From the records below, pull out each line containing the word "cliff" and copy those lines.

[Records from a collection]
(begin)

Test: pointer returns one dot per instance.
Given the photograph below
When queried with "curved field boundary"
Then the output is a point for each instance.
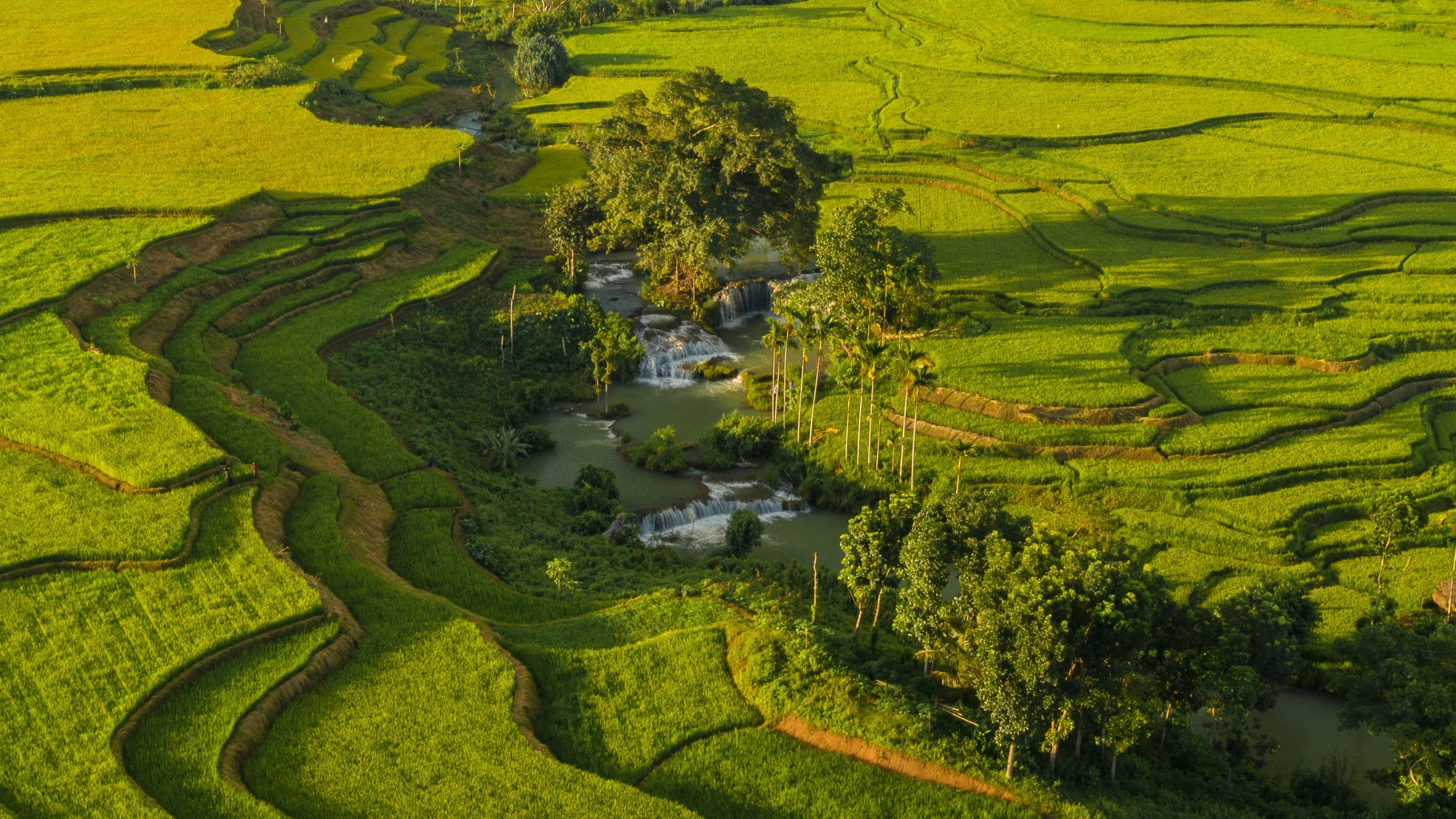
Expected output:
(188, 675)
(1036, 413)
(1169, 366)
(102, 477)
(188, 541)
(893, 761)
(253, 727)
(1059, 452)
(1376, 406)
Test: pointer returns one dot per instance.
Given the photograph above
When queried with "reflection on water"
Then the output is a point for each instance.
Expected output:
(1306, 726)
(689, 511)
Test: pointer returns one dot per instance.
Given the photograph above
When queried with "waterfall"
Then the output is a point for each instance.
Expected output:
(606, 274)
(743, 299)
(708, 519)
(672, 348)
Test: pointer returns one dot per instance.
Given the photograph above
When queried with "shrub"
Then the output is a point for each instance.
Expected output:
(661, 452)
(541, 63)
(263, 73)
(744, 534)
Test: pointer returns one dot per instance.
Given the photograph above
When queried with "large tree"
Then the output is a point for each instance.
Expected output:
(872, 551)
(874, 274)
(1403, 682)
(698, 174)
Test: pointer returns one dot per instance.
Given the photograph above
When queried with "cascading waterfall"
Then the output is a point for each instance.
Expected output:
(605, 274)
(672, 348)
(708, 519)
(742, 299)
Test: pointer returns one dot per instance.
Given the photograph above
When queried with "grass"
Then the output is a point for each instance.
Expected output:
(1236, 387)
(1241, 428)
(173, 754)
(286, 305)
(111, 331)
(311, 225)
(427, 48)
(258, 253)
(44, 263)
(193, 146)
(427, 489)
(423, 551)
(239, 435)
(357, 745)
(762, 773)
(555, 165)
(92, 34)
(1056, 362)
(284, 365)
(383, 222)
(618, 712)
(187, 349)
(53, 514)
(92, 408)
(124, 636)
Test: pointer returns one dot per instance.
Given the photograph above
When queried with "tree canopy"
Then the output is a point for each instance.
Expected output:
(701, 171)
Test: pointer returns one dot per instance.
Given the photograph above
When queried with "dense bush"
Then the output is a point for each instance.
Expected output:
(263, 73)
(541, 63)
(661, 452)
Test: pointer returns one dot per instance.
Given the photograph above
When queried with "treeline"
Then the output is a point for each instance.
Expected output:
(503, 21)
(1068, 637)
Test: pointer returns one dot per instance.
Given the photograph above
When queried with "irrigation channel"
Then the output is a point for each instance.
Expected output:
(689, 511)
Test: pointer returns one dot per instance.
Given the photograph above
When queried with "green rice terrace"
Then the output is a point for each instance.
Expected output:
(791, 410)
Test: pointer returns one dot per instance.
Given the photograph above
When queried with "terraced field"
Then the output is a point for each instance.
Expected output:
(1116, 190)
(1197, 263)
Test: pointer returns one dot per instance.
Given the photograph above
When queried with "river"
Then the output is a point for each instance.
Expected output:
(689, 511)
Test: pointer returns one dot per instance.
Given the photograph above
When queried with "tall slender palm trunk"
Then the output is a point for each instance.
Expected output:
(804, 363)
(819, 356)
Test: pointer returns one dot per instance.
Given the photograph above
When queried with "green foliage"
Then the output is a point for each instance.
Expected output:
(263, 73)
(55, 514)
(111, 331)
(238, 433)
(698, 174)
(541, 63)
(48, 261)
(423, 551)
(427, 489)
(155, 626)
(395, 221)
(618, 712)
(187, 349)
(325, 755)
(173, 754)
(762, 773)
(661, 452)
(284, 365)
(92, 408)
(1400, 685)
(744, 534)
(188, 140)
(557, 168)
(292, 302)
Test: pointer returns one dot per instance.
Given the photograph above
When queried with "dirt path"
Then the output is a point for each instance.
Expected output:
(823, 739)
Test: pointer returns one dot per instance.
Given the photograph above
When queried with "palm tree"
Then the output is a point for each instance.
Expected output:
(874, 354)
(921, 379)
(771, 340)
(912, 359)
(961, 449)
(508, 445)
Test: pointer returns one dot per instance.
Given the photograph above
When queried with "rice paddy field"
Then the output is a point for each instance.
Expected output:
(1197, 267)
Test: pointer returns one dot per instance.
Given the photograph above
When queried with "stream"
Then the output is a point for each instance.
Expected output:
(689, 511)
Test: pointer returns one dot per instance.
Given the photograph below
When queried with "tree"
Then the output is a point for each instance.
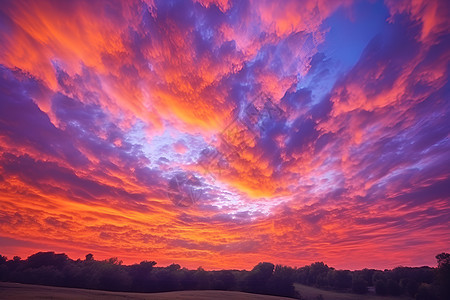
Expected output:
(443, 275)
(381, 287)
(359, 284)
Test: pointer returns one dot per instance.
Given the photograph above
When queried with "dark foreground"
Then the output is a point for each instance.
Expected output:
(28, 291)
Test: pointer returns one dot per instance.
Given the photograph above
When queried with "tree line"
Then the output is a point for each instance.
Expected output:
(49, 268)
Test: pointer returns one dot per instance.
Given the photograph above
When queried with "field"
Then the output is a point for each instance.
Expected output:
(312, 293)
(27, 291)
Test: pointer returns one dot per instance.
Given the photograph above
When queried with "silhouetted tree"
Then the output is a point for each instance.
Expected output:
(443, 275)
(381, 287)
(359, 284)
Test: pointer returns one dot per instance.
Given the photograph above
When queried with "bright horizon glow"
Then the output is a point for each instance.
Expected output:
(222, 133)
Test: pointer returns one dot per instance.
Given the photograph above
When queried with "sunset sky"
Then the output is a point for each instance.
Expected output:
(221, 133)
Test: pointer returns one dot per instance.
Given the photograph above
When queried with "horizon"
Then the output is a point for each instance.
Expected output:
(221, 133)
(157, 265)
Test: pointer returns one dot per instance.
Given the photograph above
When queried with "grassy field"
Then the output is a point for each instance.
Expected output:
(27, 291)
(312, 293)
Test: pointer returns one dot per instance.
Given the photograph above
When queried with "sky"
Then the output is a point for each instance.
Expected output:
(222, 133)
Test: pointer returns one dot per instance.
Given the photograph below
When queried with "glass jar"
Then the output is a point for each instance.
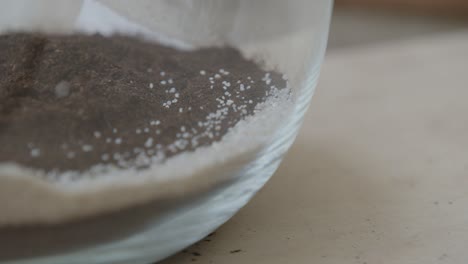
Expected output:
(132, 129)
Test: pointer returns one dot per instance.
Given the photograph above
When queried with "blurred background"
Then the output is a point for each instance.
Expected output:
(364, 22)
(378, 173)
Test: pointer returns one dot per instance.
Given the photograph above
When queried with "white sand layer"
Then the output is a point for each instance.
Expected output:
(30, 196)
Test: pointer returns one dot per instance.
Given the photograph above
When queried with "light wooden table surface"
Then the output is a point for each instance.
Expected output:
(379, 173)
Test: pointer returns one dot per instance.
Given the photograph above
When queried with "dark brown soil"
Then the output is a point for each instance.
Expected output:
(71, 102)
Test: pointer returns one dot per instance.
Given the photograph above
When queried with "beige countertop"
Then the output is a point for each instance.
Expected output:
(379, 173)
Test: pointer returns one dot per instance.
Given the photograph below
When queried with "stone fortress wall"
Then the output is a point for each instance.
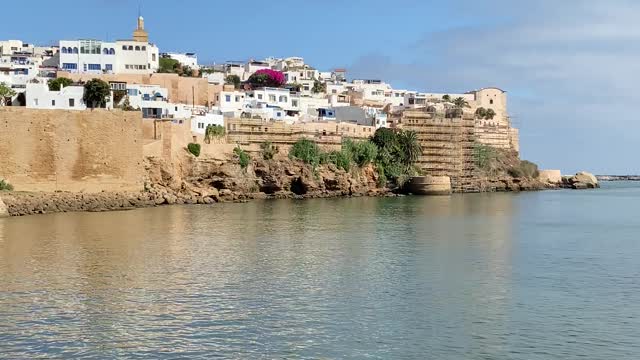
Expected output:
(80, 151)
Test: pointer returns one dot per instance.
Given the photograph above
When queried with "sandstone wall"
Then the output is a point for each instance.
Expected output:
(90, 151)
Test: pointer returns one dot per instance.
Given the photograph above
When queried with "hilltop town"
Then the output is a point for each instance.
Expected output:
(155, 104)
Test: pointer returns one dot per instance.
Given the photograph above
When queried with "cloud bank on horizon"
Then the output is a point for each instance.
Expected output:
(570, 67)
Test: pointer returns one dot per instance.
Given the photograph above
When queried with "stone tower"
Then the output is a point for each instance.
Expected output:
(140, 34)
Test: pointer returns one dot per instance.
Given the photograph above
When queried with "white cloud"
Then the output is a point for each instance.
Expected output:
(571, 69)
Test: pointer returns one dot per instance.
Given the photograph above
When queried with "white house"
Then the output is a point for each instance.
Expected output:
(38, 96)
(153, 101)
(136, 56)
(186, 59)
(200, 121)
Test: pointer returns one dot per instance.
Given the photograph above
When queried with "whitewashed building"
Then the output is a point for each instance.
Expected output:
(136, 56)
(38, 96)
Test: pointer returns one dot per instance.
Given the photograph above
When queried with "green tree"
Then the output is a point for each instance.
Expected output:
(460, 102)
(233, 80)
(5, 92)
(168, 65)
(96, 93)
(213, 131)
(194, 149)
(268, 150)
(59, 83)
(481, 113)
(319, 87)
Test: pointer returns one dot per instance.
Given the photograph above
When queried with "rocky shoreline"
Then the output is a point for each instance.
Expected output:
(211, 182)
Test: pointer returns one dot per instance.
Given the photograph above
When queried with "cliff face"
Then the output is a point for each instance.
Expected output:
(225, 180)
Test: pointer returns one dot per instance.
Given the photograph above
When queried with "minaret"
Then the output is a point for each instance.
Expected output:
(140, 34)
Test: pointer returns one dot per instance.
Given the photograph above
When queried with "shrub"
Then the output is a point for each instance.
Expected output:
(233, 80)
(5, 185)
(363, 152)
(266, 78)
(213, 131)
(269, 150)
(194, 149)
(483, 156)
(96, 93)
(340, 159)
(243, 157)
(307, 151)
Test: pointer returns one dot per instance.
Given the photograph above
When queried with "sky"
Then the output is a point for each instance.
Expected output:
(569, 67)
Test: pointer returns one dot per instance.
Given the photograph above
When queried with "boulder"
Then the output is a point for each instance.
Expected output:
(583, 180)
(550, 176)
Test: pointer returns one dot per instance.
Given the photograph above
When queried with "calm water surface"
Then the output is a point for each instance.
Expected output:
(551, 275)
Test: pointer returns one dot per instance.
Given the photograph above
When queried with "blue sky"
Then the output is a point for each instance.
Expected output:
(570, 67)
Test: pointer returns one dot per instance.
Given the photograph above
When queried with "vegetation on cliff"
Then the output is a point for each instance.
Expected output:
(393, 153)
(490, 161)
(194, 149)
(96, 93)
(213, 131)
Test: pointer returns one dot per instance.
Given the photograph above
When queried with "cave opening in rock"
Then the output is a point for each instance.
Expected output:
(298, 187)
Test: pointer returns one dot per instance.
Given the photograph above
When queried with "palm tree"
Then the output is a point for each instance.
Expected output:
(481, 113)
(460, 102)
(409, 146)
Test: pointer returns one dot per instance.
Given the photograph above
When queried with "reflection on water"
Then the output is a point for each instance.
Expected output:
(529, 276)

(end)

* Task output:
When queried with "cliff face"
When queried with "vegetation on cliff"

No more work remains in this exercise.